-- WRITTEN REQUEST --
Lay out the material below as a Markdown table with the columns Row and Line. Number each row and omit any blank lines.

Recorded data
+++
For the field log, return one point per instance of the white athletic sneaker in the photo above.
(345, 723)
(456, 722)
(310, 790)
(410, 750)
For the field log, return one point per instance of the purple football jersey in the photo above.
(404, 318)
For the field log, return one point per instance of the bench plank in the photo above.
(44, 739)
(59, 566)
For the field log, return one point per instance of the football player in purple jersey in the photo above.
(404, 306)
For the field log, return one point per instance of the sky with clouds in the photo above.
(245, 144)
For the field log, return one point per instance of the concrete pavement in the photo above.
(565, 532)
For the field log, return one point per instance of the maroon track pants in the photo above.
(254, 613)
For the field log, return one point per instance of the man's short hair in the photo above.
+++
-- WORKED ANSWER --
| Row | Line |
|---|---|
| 1 | For the field log, return one point per instance of the white athletic sneaker in the photo above. |
| 2 | (345, 723) |
| 3 | (456, 722) |
| 4 | (310, 790) |
| 5 | (410, 750) |
| 6 | For the field log, return one point per instance of the purple football jersey in the photo above. |
| 7 | (404, 318) |
| 8 | For the field log, return one point per instance of the bench plank in the photo above. |
| 9 | (44, 739) |
| 10 | (59, 566) |
| 11 | For the field log, return one point per instance of the football player in purple jersey in the photo above. |
| 12 | (404, 306) |
| 13 | For the field log, return one point per instance of the sky with clouds in the photo above. |
| 14 | (245, 144) |
| 15 | For the field log, return one point per instance of the concrete pavement in the photo above. |
| 16 | (565, 532) |
| 17 | For the field log, return one point per instance of the maroon track pants in the photo above. |
| 18 | (254, 613) |
| 19 | For the field log, return one point per instance of the man's short hair in the photo above. |